> DATASET ENTRIES
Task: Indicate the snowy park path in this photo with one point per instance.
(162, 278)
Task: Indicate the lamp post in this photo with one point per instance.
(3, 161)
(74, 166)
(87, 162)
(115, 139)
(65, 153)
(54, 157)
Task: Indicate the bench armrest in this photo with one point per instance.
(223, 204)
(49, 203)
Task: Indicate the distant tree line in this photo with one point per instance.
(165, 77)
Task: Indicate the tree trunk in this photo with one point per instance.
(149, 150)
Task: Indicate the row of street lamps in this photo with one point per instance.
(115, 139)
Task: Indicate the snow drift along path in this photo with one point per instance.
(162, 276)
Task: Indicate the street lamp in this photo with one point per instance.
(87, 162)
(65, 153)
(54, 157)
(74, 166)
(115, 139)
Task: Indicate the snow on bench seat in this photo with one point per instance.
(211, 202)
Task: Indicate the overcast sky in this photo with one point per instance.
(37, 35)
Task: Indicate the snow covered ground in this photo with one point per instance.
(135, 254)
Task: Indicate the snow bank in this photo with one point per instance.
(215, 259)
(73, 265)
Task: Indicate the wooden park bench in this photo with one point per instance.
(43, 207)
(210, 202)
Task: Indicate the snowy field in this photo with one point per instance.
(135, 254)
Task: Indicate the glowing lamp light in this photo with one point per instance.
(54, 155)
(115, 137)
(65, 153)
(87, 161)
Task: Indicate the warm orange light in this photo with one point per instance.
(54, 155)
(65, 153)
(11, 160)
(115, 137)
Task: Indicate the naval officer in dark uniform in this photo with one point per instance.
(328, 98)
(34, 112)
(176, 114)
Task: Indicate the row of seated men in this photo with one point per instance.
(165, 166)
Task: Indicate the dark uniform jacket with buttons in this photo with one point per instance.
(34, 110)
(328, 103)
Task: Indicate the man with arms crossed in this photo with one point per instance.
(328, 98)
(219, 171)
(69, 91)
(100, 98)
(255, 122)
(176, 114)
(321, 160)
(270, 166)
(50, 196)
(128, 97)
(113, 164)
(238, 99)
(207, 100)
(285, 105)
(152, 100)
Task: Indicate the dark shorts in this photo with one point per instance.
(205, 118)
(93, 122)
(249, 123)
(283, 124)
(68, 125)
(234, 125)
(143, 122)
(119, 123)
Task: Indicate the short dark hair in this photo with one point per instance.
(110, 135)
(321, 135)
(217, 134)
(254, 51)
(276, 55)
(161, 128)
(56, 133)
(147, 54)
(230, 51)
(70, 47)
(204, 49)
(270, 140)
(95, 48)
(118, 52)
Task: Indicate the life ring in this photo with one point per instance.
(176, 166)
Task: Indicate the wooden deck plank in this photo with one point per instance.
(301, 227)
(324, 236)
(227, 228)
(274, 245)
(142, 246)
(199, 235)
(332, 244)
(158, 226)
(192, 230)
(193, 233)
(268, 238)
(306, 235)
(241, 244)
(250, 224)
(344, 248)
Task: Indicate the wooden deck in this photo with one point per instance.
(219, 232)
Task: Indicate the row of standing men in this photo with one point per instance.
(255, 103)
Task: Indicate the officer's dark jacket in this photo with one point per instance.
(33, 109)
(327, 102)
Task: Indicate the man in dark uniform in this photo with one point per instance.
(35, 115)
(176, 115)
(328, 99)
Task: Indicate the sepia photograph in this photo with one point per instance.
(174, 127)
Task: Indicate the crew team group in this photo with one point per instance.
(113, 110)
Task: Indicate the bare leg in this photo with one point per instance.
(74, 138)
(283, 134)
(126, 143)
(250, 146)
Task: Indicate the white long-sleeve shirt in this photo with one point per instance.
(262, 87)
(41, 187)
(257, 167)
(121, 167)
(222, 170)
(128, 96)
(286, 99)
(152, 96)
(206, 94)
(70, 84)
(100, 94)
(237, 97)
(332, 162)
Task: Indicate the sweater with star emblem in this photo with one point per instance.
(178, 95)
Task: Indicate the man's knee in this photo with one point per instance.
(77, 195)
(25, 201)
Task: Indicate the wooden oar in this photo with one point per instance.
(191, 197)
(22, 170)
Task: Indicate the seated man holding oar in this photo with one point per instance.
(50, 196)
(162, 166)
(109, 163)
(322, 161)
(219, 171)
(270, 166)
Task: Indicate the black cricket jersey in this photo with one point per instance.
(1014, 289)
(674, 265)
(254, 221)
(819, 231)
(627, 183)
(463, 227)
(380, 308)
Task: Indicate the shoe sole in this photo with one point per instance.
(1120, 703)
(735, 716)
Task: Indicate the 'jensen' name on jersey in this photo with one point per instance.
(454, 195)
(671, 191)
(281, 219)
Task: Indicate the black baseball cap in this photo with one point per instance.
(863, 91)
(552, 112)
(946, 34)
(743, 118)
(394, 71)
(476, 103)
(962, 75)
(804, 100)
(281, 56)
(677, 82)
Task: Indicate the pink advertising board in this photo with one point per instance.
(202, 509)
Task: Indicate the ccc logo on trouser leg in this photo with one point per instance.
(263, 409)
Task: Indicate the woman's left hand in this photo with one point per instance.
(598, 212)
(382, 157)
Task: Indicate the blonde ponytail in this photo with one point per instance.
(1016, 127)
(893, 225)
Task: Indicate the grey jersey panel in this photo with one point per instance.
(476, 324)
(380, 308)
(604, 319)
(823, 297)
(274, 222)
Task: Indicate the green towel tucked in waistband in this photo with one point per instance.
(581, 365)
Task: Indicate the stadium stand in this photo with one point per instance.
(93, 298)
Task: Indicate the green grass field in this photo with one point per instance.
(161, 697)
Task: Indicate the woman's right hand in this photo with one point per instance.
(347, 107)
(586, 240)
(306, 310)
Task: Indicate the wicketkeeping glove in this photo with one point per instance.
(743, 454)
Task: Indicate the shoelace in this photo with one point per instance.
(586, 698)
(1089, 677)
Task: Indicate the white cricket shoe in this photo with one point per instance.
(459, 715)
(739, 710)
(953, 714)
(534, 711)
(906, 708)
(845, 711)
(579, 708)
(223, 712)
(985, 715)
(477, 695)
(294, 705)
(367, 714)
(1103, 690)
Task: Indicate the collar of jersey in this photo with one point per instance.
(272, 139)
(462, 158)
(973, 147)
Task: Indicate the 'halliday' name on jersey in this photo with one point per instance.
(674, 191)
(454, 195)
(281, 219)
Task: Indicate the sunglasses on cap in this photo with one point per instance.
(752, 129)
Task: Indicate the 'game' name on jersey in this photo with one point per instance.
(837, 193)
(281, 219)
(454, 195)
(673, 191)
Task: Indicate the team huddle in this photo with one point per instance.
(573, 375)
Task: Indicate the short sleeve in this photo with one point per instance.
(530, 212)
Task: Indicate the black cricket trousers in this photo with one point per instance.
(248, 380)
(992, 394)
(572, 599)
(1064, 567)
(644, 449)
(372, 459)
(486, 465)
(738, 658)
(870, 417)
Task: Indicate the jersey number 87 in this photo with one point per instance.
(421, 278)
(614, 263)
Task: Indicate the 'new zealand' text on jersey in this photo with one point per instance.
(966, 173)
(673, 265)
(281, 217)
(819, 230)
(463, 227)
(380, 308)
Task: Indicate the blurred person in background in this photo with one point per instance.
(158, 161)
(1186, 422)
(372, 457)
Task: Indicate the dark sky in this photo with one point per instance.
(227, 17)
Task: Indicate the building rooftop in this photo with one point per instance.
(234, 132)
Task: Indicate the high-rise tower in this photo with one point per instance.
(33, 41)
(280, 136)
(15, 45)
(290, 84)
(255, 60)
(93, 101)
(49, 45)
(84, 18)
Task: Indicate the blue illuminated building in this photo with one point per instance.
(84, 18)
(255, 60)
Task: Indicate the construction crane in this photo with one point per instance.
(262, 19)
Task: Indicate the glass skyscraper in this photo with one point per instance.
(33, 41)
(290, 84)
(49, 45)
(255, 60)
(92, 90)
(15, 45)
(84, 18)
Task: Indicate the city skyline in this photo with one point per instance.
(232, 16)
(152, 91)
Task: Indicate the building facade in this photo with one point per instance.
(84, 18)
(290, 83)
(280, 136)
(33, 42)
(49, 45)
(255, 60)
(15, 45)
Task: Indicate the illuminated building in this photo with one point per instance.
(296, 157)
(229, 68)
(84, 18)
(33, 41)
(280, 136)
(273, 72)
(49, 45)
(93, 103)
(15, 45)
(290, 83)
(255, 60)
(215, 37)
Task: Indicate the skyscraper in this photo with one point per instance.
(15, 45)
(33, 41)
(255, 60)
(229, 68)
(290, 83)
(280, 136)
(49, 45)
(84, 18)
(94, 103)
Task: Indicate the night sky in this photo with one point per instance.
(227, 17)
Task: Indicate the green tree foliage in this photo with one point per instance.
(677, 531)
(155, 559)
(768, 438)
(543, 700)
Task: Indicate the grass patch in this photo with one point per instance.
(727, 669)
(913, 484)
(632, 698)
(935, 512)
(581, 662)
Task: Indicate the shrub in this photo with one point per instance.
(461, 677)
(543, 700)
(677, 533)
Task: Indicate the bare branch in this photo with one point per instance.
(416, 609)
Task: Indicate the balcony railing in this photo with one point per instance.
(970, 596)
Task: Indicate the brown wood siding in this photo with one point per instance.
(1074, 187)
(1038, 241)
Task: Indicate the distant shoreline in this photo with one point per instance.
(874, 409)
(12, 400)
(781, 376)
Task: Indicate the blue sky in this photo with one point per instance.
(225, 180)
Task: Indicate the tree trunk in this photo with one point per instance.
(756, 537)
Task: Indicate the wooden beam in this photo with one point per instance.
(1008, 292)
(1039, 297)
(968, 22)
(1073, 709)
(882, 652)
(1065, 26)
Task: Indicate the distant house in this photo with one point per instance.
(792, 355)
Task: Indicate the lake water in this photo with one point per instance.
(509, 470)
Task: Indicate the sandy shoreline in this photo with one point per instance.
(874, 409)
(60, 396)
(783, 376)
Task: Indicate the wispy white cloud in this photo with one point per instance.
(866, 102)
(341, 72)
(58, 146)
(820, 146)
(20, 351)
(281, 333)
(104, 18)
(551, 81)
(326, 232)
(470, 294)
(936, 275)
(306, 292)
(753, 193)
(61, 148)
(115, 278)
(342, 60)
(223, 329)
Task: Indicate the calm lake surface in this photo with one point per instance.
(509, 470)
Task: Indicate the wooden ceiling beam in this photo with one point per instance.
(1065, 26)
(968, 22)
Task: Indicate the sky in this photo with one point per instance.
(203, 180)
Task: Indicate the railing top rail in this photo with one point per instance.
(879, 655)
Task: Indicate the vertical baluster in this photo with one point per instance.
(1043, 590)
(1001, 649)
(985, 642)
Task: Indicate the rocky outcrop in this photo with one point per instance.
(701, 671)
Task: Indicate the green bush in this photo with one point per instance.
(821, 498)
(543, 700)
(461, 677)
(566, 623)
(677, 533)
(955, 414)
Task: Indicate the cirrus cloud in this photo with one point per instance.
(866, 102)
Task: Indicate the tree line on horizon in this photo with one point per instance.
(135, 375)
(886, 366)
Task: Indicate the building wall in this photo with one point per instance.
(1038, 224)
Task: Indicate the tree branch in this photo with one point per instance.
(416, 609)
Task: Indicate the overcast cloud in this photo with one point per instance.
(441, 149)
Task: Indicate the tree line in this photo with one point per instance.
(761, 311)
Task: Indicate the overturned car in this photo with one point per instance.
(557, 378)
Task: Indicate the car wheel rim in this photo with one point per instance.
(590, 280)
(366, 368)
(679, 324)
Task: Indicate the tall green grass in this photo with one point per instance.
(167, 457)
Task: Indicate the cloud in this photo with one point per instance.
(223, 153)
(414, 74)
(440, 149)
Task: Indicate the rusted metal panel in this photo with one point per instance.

> WHAT TO DO
The lines to quote run from the one containing "Task: Indicate the tree line in" through the final line of the material above; please give them exactly, both ends included, and nothing else.

> ANSWER
Task: Indicate the tree line in this photo with one point per instance.
(761, 311)
Task: Indicate the overturned car in this photo with one point per instance.
(557, 378)
Task: Indicate the car wheel rim in this photo with one point per instance.
(590, 280)
(366, 368)
(679, 324)
Task: Indicate the tall green grass in this photo with one point per instance.
(167, 457)
Task: Indicate the cloud in this photo with one point per instance.
(223, 153)
(414, 74)
(440, 149)
Task: Indicate the rusted metal panel in this photo with one point per instance.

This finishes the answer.